WHAT THE TASK ASKS: Give a verbatim repeat of the lines that run from the line containing "bezel in the photo above." to the end of the data below.

DATA SECTION:
_ _ _ _ _

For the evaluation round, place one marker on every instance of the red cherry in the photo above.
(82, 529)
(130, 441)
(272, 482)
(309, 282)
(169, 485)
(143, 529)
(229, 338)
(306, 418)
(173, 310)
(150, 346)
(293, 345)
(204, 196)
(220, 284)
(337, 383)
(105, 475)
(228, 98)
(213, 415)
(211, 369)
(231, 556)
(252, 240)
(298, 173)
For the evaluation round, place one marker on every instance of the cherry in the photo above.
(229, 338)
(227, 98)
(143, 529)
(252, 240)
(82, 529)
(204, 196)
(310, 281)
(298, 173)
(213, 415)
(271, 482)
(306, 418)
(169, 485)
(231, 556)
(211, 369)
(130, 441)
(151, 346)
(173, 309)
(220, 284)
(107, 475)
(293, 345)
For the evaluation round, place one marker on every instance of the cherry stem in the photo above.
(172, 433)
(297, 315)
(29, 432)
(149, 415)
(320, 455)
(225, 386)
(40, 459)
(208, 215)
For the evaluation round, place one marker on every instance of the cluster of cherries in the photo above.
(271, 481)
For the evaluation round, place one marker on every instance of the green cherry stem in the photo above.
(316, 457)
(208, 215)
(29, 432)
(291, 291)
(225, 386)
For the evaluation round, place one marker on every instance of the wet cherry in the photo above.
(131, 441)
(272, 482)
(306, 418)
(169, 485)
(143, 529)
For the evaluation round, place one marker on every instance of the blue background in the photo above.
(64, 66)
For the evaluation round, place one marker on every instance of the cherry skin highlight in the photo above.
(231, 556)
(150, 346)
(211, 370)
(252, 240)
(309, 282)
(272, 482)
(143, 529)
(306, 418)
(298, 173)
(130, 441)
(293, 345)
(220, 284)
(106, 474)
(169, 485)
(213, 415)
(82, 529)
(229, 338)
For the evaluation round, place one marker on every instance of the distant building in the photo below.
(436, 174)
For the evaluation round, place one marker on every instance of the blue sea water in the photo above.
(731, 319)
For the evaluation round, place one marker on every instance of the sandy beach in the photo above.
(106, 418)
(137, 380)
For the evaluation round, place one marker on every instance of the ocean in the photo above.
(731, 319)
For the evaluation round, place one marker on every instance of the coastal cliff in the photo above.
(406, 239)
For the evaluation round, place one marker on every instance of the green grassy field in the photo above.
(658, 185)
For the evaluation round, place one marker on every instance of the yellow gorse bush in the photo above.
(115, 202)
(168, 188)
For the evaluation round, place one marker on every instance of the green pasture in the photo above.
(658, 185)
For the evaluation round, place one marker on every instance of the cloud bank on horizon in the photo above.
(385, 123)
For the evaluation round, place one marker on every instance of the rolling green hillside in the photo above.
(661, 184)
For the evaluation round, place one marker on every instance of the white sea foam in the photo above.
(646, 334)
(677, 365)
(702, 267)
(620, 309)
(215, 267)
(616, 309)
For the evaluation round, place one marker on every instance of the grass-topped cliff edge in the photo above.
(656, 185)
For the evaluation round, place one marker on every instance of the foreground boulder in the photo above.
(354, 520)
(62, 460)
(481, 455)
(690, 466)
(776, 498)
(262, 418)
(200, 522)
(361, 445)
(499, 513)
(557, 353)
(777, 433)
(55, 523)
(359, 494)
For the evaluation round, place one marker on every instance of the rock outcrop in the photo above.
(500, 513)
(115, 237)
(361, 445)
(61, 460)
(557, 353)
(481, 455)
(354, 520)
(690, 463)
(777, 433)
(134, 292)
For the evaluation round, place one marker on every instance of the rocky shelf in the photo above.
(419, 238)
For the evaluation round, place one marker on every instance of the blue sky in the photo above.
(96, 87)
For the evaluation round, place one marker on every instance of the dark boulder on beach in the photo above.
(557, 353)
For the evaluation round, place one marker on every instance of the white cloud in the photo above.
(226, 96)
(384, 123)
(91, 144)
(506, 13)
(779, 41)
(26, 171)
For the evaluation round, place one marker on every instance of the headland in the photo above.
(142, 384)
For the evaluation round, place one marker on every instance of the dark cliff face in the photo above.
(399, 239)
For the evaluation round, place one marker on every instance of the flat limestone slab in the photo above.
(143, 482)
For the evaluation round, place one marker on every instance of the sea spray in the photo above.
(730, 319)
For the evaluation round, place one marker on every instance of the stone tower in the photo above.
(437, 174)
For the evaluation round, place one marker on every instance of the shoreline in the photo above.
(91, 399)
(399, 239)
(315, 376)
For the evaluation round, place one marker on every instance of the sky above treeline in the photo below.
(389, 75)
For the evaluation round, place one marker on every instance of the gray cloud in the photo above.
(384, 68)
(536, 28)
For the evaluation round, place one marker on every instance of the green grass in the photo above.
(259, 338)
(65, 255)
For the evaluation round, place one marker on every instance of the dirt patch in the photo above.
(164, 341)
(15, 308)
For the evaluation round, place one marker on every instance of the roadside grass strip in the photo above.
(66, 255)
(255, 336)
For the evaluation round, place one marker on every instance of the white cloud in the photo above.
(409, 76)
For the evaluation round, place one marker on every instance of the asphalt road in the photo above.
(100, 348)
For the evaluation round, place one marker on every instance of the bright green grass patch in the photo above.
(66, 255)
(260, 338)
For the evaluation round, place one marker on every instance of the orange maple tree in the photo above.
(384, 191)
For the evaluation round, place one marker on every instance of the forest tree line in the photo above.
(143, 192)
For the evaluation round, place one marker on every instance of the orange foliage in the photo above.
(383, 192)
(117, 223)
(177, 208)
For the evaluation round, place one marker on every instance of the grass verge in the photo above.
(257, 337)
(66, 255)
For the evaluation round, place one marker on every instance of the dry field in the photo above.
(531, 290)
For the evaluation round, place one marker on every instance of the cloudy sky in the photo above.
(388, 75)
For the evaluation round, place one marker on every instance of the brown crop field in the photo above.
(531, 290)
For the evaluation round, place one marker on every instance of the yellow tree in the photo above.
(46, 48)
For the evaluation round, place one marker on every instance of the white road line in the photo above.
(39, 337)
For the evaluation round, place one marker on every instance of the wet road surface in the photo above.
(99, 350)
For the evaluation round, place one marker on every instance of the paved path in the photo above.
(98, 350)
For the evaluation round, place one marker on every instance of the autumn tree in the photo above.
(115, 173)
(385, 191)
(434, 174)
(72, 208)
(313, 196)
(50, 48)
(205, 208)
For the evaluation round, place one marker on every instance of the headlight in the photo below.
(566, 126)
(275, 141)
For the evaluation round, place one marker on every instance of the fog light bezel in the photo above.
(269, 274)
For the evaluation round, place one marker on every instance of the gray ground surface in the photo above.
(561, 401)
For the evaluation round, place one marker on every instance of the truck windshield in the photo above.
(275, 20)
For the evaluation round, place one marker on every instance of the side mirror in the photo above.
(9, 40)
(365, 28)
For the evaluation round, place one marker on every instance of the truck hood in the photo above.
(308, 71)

_ _ _ _ _

RESULT FOR THIS EXERCISE:
For the evaluation round, place one marker on every instance of the fog light bezel in the photo above.
(269, 274)
For the evaluation round, place one marker on every instance of the gray ground surface in the photo above.
(561, 401)
For the evaluation round, place one marker on every instance of the truck windshield in the photo above.
(275, 20)
For the evaluation round, place one marker on every instance of the side mirror in the photo above.
(9, 40)
(365, 28)
For the evaluation round, place one marker on every instance of the truck hood in the photo above.
(308, 71)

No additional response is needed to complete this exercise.